# THE EXERCISE:
Count the lines below that contain the word "aluminum", and reply with that number alone.

# TASK MATERIAL:
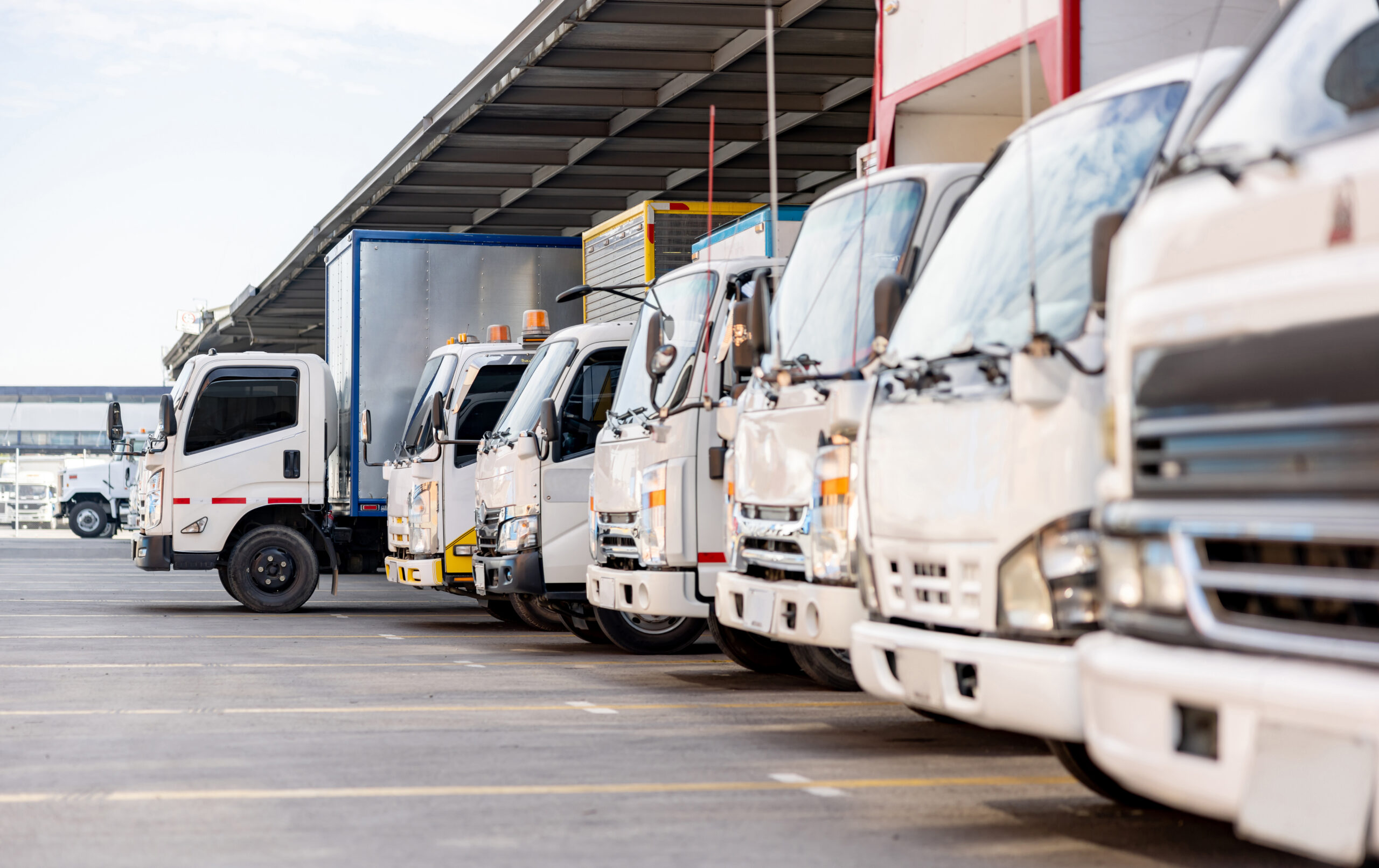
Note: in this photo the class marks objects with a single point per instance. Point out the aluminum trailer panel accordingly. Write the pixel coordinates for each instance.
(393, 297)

---

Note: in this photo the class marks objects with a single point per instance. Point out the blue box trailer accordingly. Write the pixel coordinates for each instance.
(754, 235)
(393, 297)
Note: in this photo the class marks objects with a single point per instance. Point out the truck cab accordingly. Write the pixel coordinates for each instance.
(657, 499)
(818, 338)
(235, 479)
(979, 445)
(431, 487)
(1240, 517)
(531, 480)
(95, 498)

# ANSWER TO THE PROBLEM:
1